### THE PROBLEM
Carry on the article below about the OPERA neutrino-speed measurement, picking up right after its last sentence.

Approaching Lightspeed: New Tests On OPERA’s Superluminal Neutrinos

Title: Measurement of the neutrino velocity with the OPERA detector in the CNGS beam
Authors: The OPERA Collaboration

The OPERA experiment in the Gran Sasso tunnel in Italy recently shocked the physics world by announcing that they had clocked neutrinos violating that ultimate of speed limits – the speed of light.  Most scientists, upon hearing the news, rightly reacted with skepticism, and the results were closely examined to unearth any unaccounted-for sources of error that could have resulted in an incorrect measurement.   Astrophysicists were especially skeptical regarding the measurement, because in some sense we’ve already conducted this experiment. If OPERA’s observed 60 ns delay were scaled up, the neutrino pulse from supernova 1987A ought to have led the light from the supernova proper by almost four years, instead of being received at approximately the same time (in fact, the neutrino pulse was received slightly before the light was observed, but the neutrinos gained their lead during the explosion proper, as the shock had to propagate through the envelope while the neutrinos passed right through).  On November 17th, the OPERA collaboration responded by publishing a new paper to the arXiv that eliminated one of their systematics, the length of the neutrino pulses received from CERN.  The paper found that their data still show a significant superluminal signal.

### GIVEN INFORMATION
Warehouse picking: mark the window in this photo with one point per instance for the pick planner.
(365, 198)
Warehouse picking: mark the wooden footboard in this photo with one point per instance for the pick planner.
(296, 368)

### ANSWER FOR THIS EXERCISE
OPERA’s experiment involves firing a beam of neutrinos from CERN in Geneva out to their far site in the Gran Sasso tunnel, buried in the Alps.  The neutrinos are produced using a proton beam boosted to 400 GeV by the Super Proton Synchrotron (SPS) at CERN.  This beam is then fired at a graphite target to produce a beam of pions and kaons.  These mesons are then allowed to decay into neutrinos and muons, after which they undertake the long trek to Italy.  Because neutrinos interact only very weakly with matter, the particles travel through the 730 km of rock separating the two points without hindrance.  Once they arrive at OPERA, the neutrinos end up in a pair of 625-ton photoscintillating detector modules.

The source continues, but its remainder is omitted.